Given request: Return every line in the entries below that contains the word "tree", copying each line in full.

Extracted information:
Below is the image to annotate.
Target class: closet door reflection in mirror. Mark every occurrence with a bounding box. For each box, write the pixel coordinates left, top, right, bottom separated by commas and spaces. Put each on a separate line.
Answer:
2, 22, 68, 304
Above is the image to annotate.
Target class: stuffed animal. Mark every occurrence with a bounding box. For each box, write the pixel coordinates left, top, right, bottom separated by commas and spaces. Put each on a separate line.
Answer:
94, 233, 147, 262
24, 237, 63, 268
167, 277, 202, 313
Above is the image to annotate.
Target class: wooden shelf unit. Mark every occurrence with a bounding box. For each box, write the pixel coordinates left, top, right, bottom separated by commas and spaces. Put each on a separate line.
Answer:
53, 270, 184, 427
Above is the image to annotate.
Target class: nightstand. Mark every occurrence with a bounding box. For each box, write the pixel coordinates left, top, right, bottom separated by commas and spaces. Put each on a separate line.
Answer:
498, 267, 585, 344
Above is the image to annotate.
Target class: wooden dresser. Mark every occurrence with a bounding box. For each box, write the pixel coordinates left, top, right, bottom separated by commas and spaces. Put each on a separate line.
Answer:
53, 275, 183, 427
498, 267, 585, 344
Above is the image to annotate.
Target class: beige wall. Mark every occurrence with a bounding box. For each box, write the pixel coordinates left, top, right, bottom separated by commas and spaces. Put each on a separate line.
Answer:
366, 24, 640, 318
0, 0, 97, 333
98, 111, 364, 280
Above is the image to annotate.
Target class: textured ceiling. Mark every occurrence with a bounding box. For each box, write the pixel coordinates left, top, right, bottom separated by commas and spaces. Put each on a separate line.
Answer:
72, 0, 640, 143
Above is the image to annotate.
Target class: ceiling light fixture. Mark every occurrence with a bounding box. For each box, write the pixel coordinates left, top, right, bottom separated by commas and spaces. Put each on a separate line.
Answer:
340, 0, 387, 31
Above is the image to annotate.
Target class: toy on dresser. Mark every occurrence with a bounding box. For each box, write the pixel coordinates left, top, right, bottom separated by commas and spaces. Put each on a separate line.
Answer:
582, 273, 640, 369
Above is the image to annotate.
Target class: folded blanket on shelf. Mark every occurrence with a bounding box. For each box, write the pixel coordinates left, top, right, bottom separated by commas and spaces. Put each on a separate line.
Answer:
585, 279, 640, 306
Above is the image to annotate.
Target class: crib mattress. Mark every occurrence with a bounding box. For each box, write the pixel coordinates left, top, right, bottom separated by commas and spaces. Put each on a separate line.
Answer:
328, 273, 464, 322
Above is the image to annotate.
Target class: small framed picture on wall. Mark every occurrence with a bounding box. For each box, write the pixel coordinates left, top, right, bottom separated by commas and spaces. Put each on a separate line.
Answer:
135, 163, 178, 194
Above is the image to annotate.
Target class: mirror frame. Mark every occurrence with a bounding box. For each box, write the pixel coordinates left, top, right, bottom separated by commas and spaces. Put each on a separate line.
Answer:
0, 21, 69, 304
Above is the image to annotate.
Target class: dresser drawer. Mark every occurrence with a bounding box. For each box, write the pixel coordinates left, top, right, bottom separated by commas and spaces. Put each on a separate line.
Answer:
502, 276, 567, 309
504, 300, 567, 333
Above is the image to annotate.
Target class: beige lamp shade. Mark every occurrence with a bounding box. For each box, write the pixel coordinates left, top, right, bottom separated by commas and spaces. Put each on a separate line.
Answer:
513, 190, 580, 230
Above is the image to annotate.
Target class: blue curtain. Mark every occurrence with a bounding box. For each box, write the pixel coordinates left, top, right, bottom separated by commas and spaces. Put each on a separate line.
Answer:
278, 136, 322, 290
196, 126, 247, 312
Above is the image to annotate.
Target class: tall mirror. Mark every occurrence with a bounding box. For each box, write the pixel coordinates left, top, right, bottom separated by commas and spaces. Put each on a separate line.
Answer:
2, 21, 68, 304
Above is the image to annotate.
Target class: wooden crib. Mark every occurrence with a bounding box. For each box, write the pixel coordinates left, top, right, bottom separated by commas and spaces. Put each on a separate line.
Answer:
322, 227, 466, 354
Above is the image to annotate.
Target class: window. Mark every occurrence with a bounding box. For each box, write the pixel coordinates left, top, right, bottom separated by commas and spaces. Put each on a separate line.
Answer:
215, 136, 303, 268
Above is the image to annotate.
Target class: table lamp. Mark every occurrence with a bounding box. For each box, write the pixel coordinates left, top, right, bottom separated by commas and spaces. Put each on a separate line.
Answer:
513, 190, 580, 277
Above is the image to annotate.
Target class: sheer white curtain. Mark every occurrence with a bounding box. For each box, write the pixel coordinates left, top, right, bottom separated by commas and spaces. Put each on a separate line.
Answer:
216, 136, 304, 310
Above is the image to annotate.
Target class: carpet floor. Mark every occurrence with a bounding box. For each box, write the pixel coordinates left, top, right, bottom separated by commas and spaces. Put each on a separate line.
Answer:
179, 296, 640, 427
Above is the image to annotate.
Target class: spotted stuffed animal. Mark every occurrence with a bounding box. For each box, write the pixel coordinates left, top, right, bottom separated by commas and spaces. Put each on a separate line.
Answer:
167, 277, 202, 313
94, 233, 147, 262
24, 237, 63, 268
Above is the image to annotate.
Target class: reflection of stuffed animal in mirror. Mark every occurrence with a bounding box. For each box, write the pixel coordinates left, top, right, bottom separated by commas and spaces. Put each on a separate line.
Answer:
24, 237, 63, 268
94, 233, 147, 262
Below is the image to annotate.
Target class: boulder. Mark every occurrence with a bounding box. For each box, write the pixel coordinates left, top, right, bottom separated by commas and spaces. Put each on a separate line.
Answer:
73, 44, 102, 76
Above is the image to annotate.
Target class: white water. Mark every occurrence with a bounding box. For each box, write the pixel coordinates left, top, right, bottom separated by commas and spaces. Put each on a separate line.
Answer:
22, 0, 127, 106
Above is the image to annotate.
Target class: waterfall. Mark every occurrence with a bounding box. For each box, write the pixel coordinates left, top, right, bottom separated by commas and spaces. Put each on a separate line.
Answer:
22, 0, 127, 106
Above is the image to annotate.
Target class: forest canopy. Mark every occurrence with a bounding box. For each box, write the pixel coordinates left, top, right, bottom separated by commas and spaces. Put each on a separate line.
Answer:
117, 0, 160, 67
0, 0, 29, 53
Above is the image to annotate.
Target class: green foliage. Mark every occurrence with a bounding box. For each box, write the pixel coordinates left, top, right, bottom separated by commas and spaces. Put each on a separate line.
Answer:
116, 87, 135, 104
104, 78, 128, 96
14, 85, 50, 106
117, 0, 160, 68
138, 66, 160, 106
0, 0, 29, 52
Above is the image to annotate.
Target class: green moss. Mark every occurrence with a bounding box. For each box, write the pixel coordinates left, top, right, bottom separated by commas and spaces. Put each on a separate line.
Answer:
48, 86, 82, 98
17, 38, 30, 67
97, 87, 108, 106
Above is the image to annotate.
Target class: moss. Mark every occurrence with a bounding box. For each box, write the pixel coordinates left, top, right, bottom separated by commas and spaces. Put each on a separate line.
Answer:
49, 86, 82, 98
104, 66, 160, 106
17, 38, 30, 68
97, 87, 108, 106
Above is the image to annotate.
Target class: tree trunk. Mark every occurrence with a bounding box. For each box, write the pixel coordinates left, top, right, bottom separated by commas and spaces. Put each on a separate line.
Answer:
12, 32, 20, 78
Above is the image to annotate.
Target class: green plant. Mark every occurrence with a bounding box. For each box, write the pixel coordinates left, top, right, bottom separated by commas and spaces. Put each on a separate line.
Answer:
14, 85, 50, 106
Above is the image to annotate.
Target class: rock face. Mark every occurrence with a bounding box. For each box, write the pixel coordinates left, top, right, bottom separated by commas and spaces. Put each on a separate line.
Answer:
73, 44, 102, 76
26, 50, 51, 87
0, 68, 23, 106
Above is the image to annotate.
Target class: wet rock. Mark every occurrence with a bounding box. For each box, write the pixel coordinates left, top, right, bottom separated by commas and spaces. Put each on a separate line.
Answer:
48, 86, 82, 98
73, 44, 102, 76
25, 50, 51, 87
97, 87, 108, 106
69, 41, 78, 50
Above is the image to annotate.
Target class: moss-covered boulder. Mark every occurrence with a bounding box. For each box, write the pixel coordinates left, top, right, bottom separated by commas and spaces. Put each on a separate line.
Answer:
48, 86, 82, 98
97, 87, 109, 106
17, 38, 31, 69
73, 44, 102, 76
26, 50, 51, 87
...
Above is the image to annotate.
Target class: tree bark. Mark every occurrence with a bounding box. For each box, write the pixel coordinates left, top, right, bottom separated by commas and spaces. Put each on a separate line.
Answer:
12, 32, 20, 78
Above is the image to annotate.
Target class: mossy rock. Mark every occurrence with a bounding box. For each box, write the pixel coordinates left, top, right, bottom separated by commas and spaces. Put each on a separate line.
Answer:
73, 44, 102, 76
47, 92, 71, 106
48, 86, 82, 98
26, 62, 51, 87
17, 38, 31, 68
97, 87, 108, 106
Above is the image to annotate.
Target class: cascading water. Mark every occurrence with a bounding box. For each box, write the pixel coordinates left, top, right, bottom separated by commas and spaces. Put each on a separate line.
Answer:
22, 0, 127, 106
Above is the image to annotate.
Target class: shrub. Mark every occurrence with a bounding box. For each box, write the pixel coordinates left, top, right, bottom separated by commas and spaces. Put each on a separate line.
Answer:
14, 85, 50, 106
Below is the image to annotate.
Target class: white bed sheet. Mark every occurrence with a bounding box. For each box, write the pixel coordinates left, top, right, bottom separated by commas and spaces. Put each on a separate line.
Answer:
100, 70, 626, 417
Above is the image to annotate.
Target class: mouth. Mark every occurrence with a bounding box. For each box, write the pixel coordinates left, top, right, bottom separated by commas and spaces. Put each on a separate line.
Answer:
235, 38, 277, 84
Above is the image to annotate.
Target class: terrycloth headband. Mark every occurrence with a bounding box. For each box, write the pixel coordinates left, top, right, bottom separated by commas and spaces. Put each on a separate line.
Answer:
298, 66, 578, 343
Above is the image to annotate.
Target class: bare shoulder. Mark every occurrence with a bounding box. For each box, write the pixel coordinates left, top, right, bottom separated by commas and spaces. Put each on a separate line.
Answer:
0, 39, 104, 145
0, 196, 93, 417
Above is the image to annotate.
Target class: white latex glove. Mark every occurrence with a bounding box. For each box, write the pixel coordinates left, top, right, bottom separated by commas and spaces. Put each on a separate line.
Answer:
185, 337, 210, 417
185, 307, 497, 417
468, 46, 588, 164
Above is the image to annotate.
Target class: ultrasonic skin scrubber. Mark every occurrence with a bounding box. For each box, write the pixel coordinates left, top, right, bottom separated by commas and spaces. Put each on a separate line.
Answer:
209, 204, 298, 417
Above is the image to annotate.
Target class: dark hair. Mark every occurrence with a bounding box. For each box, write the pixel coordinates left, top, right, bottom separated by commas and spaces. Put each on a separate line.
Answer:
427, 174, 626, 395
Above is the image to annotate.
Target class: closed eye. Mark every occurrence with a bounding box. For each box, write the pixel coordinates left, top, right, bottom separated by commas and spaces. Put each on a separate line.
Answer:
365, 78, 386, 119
---
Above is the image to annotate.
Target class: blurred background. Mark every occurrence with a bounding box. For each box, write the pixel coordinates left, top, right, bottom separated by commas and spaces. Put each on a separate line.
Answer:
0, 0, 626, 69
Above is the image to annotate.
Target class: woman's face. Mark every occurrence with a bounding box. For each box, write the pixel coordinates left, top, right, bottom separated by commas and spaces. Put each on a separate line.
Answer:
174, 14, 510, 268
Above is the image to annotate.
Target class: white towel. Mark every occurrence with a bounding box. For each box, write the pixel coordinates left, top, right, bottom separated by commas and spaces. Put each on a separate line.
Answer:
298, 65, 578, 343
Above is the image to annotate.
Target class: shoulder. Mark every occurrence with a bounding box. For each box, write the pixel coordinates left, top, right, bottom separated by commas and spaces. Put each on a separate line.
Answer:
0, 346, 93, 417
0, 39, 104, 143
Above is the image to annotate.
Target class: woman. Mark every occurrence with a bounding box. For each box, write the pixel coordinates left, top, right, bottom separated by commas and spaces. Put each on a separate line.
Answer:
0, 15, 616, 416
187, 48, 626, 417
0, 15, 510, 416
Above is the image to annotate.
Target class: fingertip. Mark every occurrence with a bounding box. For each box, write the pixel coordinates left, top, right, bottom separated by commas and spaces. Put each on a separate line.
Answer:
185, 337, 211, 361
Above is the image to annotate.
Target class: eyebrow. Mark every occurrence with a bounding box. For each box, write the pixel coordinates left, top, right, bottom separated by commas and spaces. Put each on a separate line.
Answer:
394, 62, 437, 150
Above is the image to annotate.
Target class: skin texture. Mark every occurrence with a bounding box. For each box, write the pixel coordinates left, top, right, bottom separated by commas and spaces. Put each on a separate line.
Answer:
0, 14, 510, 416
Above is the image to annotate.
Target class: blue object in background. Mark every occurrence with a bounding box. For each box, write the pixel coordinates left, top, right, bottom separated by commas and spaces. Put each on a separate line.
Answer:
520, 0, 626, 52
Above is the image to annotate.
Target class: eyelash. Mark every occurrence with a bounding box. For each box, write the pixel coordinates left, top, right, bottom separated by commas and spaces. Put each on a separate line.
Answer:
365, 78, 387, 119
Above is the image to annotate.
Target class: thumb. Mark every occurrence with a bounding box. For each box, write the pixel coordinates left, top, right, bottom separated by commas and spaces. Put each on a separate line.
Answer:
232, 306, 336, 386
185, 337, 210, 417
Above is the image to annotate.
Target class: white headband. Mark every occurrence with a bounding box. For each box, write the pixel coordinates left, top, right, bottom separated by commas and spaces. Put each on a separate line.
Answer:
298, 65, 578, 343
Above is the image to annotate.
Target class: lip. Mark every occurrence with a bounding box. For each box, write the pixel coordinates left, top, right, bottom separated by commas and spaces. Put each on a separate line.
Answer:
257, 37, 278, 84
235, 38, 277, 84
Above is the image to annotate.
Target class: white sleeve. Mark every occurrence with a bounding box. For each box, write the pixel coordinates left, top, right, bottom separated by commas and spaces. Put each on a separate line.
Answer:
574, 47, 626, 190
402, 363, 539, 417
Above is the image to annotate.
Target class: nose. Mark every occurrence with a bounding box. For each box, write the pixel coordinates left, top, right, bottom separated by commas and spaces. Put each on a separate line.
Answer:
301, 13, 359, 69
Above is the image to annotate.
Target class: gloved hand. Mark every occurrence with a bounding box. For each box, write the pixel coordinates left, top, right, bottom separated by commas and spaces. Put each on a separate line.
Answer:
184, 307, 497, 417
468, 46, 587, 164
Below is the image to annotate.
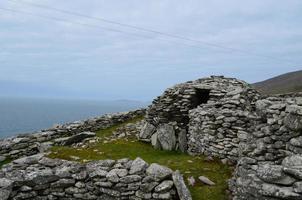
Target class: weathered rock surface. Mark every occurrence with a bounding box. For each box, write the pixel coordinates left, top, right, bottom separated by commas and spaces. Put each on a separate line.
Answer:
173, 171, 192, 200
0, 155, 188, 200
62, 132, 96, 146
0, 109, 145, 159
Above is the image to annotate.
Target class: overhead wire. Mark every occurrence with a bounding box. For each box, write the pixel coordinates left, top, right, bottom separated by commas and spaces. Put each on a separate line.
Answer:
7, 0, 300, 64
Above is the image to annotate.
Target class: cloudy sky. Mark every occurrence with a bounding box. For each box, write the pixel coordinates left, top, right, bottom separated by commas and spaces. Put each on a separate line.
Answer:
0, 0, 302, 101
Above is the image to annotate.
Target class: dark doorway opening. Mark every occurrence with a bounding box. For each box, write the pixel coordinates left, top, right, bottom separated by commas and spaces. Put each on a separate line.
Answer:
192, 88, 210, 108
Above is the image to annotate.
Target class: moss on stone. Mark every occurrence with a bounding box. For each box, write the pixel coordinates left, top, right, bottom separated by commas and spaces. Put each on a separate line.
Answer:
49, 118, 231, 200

Answer to the problem:
Target class: tree trunk. Mark every occurrence with a bounding box. For each box, write the pixel coordinates left, top, right, bottom separated by commas and spaces. Put each on a separate line.
Target class: tree bark. Mark every occurrence with a bounding box. For each box, write the pixel coordinates left, top, right, bottom separated by commas and spaces. Put each on a separate line.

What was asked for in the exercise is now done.